_Task to complete_. Please answer from the Inoreader referrer text below: why can visits from Inoreader's mobile apps and in-app readers end up counted as direct or unknown traffic?
[START OF Extracted text]
Inoreader referrer traffic
Inoreader is an RSS and feed-reader service where people subscribe to your feed and read articles in the reader. Web clicks can appear as inoreader.com referrals, but app and mobile reads often send no referrer, so UTM tags are the reliable way to attribute Inoreader-driven visits.
What this means
Inoreader is a feed reader where people subscribe to RSS/Atom feeds, including yours, and read new articles inside the reader. When a subscriber clicks through on the web, traffic can reach your site as a referral from inoreader.com.
This is a loyalty channel: feed subscribers are returning readers who opted into your content, which is qualitatively different from one-off social or search discovery.
Why the referrer can be missing
Inoreader's mobile apps and in-app readers commonly open articles without forwarding a Referer header, sending those reads to direct or unknown traffic. Referrer-policy downgrades reduce detail further.
[END OF Extracted text]
[START OF Supplied data]
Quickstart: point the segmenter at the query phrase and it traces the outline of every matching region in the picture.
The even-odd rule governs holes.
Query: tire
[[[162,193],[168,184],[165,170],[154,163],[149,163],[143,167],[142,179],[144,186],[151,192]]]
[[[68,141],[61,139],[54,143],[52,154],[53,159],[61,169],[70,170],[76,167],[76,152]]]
[END OF Supplied data]
_Solved problem_. Those apps and readers commonly open articles without forwarding a Referer header.